--- Prompt ---
After locating the line that contains "Note: for this drill, pin each instance of the bush" in the records below, write out exactly that line and each line after it through the one that contains "Note: for this drill, pin each instance of the green", and nothing else.

Segment Start: Input material

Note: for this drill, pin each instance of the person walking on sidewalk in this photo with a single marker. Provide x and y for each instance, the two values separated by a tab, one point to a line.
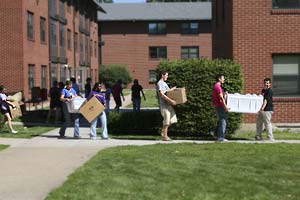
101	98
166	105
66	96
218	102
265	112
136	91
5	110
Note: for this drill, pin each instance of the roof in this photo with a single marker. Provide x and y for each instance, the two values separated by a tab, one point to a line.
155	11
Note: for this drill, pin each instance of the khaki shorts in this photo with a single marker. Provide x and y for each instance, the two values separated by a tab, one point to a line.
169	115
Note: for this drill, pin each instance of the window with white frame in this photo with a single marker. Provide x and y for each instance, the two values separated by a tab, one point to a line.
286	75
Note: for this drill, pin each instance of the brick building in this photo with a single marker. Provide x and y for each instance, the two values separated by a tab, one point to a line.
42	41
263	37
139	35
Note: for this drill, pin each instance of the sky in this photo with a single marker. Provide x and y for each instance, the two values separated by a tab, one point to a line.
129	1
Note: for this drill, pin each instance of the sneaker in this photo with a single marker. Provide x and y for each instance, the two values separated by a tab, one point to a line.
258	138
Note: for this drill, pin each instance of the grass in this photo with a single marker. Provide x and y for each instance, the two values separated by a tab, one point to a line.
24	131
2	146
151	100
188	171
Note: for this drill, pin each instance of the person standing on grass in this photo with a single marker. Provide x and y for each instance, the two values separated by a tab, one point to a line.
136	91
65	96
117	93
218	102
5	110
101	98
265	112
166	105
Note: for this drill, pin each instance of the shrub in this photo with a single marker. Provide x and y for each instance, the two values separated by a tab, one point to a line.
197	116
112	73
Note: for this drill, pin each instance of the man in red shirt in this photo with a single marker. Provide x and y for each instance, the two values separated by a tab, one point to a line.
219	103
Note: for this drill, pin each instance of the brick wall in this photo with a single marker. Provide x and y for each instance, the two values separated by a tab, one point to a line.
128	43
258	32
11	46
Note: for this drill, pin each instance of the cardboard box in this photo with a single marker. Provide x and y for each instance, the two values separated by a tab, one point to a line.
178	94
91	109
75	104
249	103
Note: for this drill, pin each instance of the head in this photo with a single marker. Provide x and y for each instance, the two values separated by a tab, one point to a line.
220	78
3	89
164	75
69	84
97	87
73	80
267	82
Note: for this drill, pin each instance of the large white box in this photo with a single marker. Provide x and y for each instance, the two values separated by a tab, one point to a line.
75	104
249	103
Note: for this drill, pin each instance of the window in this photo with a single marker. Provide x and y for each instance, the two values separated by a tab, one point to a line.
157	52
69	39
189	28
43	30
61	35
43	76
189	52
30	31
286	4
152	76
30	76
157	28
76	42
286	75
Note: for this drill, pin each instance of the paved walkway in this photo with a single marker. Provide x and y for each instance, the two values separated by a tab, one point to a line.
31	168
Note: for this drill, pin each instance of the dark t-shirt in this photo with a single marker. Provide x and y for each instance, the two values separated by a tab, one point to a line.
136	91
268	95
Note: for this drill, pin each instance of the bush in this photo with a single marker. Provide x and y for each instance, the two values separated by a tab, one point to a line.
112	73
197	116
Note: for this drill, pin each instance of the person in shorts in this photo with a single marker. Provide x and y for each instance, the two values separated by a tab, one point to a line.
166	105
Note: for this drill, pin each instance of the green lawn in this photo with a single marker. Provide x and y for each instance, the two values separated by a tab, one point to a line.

Segment End: Input material
Segment Start: Input material

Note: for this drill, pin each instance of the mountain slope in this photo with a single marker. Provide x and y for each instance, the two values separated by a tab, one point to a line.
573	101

Segment End: Input material

--- Solved exercise ---
Note: for this drill, pin each instance of the bush in this photo with a single marker. Provide x and y for each instance, the two values separated by a tab, one point to a line.
112	73
197	116
Note: for this drill, pin each instance of the person in shorts in this photo with a single marker. Provide x and y for each instance, the two values separated by a tab, one point to a line.
166	105
Note: for this drill, pin each instance of the green lawn in this photo with a single marker. Provide x and y for each instance, the two values separated by a tab, one point to a line.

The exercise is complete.